题解摘录:

+ + +

First, t ≤ 10, the number of test cases. Each test case consists of two integers, 1 ≤ a,b < 10^7.

Output

For each test case write one number - the number of prime numbers Johnny wrote in that test case.

Example

Input:
2
10 10
100 100

Output:

30

2791

题意就是求：1<=i<=a,1<=j<=b, gcd(i,j) 为一素数p的对数，可以考虑用莫比乌斯反演去做，关键是其中一个g（x）的求法，

可以在筛法中求解，最后用分块和前缀和进行优化。

#include <iostream>
#include <cstdio>
#include <map>
#include <cmath>
#include <algorithm>
#include <cstring>
#include <string>
using namespace std;
#define LL long long
#define maxn 10000010
bool v[maxn];
int prime[maxn],mu[maxn],g[maxn],sum[maxn];

void Moblus()
{
    memset(v,false,sizeof(v));
    mu[1]=1;
    g[1]=0;
    sum[0]=sum[1]=0;
    int tot=0;
    for(int i=2;i<=maxn;i++)

+ + +

数据行:

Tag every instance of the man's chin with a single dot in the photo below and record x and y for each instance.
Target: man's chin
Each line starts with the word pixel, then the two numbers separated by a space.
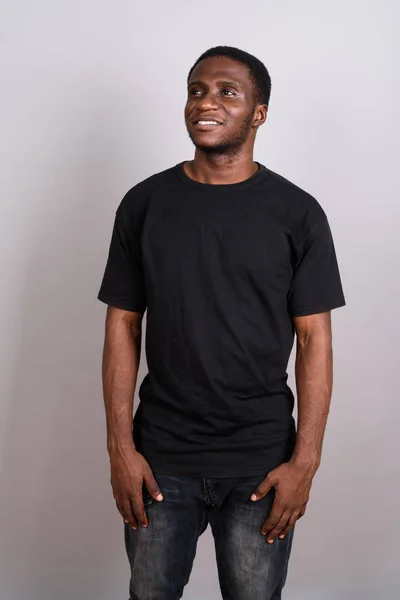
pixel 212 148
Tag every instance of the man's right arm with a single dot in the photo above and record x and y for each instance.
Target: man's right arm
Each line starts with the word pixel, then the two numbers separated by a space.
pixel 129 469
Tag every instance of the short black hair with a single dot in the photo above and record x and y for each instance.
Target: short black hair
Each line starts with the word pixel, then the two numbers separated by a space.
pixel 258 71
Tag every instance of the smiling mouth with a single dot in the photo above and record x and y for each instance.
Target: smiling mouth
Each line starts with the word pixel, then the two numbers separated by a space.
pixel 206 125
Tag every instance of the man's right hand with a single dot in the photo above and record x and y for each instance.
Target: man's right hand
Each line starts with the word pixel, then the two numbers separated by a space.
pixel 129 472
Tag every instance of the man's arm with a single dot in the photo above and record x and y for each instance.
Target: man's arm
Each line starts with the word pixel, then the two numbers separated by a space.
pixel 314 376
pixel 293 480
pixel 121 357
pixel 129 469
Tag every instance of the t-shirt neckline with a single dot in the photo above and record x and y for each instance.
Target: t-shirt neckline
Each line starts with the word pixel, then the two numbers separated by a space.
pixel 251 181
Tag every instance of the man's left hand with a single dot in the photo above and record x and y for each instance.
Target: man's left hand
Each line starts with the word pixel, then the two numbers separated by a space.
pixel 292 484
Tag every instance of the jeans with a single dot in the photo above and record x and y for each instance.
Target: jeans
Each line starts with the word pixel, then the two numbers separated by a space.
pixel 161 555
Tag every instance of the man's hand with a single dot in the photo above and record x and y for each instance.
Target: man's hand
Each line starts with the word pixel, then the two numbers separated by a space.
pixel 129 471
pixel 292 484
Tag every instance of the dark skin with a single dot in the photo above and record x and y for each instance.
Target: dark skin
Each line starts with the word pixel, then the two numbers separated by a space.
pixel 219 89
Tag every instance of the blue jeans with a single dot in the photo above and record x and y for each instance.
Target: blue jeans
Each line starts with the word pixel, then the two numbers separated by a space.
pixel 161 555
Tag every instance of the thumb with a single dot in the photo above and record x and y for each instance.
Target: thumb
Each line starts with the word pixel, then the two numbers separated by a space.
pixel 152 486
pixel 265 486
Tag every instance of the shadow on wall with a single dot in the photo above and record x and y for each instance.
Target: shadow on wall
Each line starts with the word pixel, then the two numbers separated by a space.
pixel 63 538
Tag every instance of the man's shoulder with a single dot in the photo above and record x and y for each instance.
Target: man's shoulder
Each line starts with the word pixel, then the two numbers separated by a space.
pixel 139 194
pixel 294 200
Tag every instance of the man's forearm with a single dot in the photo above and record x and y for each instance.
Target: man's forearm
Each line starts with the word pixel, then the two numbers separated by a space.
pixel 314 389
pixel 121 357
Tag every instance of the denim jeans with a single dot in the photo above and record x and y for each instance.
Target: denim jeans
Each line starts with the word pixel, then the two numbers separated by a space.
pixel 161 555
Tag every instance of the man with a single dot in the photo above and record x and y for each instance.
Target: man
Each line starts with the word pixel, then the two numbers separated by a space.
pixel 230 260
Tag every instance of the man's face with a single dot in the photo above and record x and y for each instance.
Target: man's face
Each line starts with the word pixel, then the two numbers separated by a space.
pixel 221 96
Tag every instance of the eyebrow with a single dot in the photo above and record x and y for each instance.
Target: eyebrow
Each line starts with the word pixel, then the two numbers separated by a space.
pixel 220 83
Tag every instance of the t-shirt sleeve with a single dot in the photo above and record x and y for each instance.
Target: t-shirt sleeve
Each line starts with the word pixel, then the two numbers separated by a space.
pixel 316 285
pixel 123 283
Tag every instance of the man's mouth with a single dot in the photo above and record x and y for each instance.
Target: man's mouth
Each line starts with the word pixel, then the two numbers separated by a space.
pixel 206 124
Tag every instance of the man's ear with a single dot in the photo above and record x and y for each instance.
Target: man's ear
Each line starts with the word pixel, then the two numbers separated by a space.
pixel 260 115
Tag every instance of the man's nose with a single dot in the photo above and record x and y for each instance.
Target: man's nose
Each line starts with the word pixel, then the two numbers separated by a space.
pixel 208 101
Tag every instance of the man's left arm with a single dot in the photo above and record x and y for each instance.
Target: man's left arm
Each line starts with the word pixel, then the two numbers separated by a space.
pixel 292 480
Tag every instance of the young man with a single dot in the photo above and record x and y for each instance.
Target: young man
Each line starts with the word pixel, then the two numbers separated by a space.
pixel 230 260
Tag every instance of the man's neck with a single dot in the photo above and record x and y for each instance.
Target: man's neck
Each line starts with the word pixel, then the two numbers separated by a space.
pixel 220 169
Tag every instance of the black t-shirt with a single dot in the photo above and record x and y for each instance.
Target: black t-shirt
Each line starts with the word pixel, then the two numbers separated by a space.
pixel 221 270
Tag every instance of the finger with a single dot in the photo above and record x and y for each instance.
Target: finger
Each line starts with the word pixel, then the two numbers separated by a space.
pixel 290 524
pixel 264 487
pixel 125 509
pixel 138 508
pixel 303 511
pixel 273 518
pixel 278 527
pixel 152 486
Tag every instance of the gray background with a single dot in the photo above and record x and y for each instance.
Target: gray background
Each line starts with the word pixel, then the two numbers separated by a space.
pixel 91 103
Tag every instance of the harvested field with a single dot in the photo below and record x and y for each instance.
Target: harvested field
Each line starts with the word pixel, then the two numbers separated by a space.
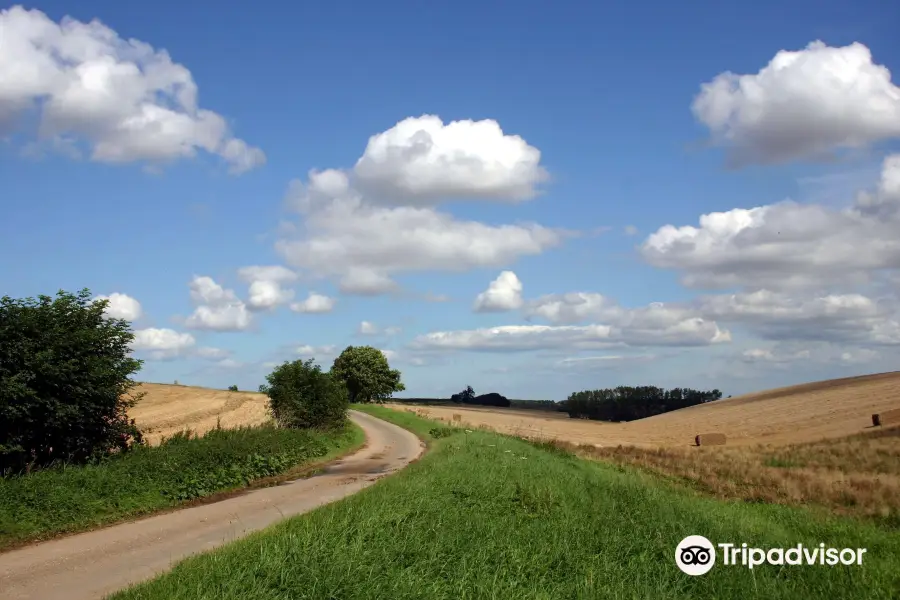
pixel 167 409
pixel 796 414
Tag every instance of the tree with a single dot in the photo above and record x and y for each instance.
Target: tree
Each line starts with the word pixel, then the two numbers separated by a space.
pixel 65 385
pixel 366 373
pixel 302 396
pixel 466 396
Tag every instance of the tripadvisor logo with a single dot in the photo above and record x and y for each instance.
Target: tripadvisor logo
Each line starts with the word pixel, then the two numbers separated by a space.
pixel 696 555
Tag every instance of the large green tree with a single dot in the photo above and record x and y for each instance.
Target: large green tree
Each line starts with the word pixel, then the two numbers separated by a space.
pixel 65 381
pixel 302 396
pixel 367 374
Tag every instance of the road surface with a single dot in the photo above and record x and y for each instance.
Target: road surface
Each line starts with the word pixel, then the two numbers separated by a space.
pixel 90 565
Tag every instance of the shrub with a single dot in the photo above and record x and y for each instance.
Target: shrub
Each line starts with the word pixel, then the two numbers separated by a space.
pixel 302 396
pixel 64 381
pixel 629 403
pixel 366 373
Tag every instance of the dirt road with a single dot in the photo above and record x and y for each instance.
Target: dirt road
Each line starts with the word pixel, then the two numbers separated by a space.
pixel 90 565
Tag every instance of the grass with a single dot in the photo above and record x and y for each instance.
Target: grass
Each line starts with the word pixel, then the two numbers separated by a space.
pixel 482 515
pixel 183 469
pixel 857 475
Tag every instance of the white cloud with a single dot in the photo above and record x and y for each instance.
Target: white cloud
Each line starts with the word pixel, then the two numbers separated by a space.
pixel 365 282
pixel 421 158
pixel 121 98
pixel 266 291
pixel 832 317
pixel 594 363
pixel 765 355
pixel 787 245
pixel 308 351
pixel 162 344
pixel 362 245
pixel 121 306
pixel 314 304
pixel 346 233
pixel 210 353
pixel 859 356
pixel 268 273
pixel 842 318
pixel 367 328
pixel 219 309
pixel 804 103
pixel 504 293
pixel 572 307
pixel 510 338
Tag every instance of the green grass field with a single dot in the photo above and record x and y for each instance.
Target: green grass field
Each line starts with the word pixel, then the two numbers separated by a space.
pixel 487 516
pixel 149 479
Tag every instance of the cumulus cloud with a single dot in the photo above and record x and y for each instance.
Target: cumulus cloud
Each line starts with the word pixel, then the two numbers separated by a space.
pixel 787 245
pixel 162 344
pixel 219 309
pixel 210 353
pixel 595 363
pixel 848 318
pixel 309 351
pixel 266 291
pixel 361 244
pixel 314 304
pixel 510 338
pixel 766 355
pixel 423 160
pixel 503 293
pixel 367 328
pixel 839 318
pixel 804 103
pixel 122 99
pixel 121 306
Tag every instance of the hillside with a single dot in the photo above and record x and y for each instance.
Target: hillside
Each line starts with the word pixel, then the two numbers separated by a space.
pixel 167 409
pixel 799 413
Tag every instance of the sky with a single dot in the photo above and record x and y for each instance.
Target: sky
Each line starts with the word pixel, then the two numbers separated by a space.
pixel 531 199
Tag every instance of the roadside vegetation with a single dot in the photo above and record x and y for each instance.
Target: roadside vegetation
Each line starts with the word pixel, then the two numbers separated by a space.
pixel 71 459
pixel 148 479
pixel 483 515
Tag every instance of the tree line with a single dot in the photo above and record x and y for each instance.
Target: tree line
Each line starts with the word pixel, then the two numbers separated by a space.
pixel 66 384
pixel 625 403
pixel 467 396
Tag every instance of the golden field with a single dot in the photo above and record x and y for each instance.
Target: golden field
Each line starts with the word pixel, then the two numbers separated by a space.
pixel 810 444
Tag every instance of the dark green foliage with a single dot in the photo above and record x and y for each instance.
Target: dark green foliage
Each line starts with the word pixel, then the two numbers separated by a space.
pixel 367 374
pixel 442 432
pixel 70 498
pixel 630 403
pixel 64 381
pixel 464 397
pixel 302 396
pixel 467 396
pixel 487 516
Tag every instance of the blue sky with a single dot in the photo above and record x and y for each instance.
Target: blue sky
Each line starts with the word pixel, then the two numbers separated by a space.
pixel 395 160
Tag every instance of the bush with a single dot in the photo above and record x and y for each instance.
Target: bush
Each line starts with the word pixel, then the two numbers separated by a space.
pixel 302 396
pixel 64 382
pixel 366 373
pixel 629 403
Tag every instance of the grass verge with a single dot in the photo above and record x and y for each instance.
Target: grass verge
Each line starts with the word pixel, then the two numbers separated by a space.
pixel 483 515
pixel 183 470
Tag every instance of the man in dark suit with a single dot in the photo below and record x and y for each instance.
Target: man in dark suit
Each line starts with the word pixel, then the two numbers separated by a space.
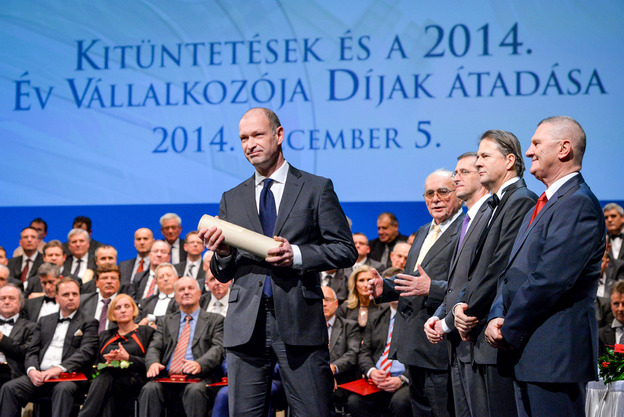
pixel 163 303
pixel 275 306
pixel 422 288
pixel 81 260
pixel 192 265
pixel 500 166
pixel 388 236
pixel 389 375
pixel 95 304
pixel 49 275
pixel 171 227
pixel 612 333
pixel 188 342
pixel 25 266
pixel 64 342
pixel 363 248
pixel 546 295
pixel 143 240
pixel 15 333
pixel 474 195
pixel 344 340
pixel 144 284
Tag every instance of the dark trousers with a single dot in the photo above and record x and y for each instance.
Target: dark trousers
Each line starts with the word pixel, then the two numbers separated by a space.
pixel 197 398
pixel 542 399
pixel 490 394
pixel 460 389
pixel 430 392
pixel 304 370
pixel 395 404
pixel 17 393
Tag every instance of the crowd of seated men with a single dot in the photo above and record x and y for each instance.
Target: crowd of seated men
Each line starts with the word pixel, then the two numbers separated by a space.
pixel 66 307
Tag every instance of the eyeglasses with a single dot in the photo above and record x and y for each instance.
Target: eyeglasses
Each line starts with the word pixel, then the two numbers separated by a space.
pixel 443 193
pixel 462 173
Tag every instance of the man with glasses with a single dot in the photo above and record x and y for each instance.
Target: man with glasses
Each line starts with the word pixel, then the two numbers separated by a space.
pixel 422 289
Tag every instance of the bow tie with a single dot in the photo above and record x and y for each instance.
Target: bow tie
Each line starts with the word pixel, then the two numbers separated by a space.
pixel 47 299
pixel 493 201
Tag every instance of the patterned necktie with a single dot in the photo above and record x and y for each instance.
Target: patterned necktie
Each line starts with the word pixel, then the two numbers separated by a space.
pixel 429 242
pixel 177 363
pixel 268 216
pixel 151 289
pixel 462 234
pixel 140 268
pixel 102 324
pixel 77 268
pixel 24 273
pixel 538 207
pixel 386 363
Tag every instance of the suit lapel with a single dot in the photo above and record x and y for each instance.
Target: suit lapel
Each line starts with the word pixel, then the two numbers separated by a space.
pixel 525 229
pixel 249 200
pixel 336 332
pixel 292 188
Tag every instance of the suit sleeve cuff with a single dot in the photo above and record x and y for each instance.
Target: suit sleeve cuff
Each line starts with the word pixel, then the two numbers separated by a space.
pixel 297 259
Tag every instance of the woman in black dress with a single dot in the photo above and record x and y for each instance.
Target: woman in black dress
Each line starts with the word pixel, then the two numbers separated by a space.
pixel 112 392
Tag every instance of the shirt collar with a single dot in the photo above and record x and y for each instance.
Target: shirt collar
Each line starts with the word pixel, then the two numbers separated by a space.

+ + +

任务要求:
A – 把题解摘录中从“First, t ≤ 10, the”一直到“that test case.”的部分重写一遍，并将其中的“integers”换成“whole numbers”。
B – 接着题解摘录里的代码往下写，从最后一行之后续写。
这些数据行是独立的材料，与题解摘录无关。

各题答案:
A –
First, t ≤ 10, the number of test cases. Each test case consists of two whole numbers, 1 ≤ a,b < 10^7.

Output

For each test case write one number - the number of prime numbers Johnny wrote in that test case.

B –
    {
        if(!v[i]){
            prime[tot++]=i;
            mu[i]=-1;
            g[i]=1;
        }
        for(int j=0;j<tot;j++){
            if(i*prime[j]>maxn) break;
            v[i*prime[j]]=true;
            if(i%prime[j]==0){
                mu[i*prime[j]]=0;
                g[i*prime[j]]=mu[i];
                break;
            }else{
                mu[i*prime[j]]=-mu[i];
                g[i*prime[j]]=mu[i]-g[i];
            }
        }
        sum[i]=sum[i-1]+g[i];
    }
}
int main()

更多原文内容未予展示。